▶ [REQUESTS]:
A – In the Netflix trivia text, how many times did one person in England watch Bee Movie in 2017?
B – Find each line in the entries that contains the word "metal", and copy those lines.
━━━━━ PAGE EXCERPT
Are you like the millions of other Americans who enjoy watching an entire TV series in one sitting via Netflix? How about a little reading break?

Most Watched Movie

A couple of years ago, movie star Adam Sandler signed a huge contract that made Netflix his exclusive home — meaning his popular movies would hit the service first and skip theaters entirely. The first was released in 2016, a comic western called The Ridiculous Six. Within just a month of its release, it became the most-watched movie on Netflix…of all time. It wasn’t just in the U.S., either — the company says The Ridiculous Six was its most popular movie everywhere in the world where it operates.

Netflix knows what you’re watching…

Netflix knows what you’re watching, and they’re worried about you. Netflix reported that a single person in England watched Jerry Seinfeld’s animated feature Bee Movie 357 times in 2017. Another person watched the Netflix-produced holiday film A Christmas Prince every day for 18 days. Yet another watched Pirates of the Caribbean: The Curse of the Black Pearl 365 days in a row.

By the Numbers

As far as quantity over quality goes, Netflix users just plain watch a lot of Netflix. In 2017, TV and film fans watched about 140 million total hours of content a day. But that’s just the average. The overall busiest day on Netflix: New Year’s Day. Not counting binge-watched TV series, the average Netflix viewer watches about 60 movies a year.

Most and Least Rapidly Binge-Watched

Netflix shows most rapidly binge-watched: American Vandal, 3%, and 13 Reasons Why. Netflix shows that people took days, weeks, or even months to finish: The Crown, Big Mouth, and Neo Yokio.

Cut the Cord

 Countless families have used Netflix to “cut the cord” and give up cable TV in favor of streaming services. Many of them, such as Netflix get their revenue from subscription fees instead of advertising, meaning there are no commercials. According to a study by an organization called Exstreamist, parents who opt for commercial-free services spare each child an annual average of 150 hours of commercials.
━━━━━━━━━━
━━━━━ INPUT DATA
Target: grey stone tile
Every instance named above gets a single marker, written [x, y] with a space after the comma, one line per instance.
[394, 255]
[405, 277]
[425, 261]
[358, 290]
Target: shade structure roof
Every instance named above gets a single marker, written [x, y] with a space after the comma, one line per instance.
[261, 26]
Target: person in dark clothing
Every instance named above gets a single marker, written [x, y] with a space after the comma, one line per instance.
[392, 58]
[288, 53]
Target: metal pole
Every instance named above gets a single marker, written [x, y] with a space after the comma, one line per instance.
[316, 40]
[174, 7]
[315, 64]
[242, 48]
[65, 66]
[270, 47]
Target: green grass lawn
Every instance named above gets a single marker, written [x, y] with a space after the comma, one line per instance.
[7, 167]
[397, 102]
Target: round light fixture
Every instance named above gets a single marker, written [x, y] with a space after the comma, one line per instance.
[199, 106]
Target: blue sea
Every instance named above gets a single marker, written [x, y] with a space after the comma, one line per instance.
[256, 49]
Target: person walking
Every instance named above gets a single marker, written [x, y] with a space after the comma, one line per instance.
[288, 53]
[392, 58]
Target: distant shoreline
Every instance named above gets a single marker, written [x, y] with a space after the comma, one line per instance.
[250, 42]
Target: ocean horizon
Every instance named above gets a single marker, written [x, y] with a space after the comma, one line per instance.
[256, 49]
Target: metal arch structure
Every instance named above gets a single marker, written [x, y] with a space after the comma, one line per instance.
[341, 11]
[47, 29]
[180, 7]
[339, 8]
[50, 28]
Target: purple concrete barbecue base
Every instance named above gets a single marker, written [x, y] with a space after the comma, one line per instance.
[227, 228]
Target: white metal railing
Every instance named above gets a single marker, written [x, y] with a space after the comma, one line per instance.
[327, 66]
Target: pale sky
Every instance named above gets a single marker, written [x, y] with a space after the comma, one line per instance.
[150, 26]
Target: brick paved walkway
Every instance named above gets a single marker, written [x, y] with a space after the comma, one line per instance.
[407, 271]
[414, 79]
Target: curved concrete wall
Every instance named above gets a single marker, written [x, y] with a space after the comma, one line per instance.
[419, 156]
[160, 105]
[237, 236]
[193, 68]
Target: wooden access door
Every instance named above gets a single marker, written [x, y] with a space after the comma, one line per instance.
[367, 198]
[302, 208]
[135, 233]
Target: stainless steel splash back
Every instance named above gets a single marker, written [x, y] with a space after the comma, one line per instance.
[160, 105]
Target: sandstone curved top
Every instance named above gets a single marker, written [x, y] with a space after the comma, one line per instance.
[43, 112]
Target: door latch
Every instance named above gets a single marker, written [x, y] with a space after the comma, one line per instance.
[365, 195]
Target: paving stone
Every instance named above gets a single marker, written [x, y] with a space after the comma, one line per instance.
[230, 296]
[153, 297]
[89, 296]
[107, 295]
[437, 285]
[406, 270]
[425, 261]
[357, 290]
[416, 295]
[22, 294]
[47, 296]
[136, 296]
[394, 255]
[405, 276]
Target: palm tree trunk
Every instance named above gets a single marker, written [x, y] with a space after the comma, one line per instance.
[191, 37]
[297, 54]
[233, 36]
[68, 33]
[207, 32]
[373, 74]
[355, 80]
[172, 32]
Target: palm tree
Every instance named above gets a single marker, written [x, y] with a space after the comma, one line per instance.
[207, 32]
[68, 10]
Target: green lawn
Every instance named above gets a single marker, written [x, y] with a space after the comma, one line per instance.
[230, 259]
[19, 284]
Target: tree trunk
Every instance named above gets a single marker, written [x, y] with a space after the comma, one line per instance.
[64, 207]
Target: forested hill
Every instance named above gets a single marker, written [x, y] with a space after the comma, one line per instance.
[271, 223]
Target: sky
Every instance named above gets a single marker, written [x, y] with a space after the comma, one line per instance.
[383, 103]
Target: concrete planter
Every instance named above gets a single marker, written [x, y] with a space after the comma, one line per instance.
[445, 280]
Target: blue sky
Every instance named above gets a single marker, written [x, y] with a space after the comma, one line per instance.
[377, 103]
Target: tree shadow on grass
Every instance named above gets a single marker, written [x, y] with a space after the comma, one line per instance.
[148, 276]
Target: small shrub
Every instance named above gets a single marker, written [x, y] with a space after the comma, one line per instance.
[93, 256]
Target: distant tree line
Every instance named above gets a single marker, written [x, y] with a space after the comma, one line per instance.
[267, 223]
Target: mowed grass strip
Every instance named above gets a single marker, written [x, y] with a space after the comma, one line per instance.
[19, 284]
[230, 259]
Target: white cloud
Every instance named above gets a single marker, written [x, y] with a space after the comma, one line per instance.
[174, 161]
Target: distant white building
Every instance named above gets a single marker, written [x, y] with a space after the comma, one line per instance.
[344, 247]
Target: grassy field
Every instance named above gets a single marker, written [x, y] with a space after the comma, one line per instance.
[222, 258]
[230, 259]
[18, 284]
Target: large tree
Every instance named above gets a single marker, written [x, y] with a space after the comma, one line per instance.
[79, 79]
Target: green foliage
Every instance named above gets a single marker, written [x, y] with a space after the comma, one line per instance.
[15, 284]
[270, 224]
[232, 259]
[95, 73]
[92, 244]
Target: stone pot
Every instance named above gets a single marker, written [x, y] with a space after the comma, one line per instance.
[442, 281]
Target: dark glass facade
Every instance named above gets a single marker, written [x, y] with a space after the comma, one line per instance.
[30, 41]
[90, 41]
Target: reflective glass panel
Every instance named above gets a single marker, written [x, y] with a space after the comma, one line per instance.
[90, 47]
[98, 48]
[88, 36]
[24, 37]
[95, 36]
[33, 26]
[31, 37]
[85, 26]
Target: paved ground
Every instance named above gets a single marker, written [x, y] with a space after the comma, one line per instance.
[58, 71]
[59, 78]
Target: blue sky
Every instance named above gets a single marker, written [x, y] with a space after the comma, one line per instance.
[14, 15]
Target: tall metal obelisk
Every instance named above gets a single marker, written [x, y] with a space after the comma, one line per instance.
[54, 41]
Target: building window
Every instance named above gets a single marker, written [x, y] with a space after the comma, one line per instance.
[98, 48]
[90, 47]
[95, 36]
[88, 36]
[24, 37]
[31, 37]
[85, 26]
━━━━━━━━━━
▶ [EXERCISE ANSWERS]:
A – 357 times

B –
Target: metal pole
Target: metal arch structure
Target: white metal railing
Target: tall metal obelisk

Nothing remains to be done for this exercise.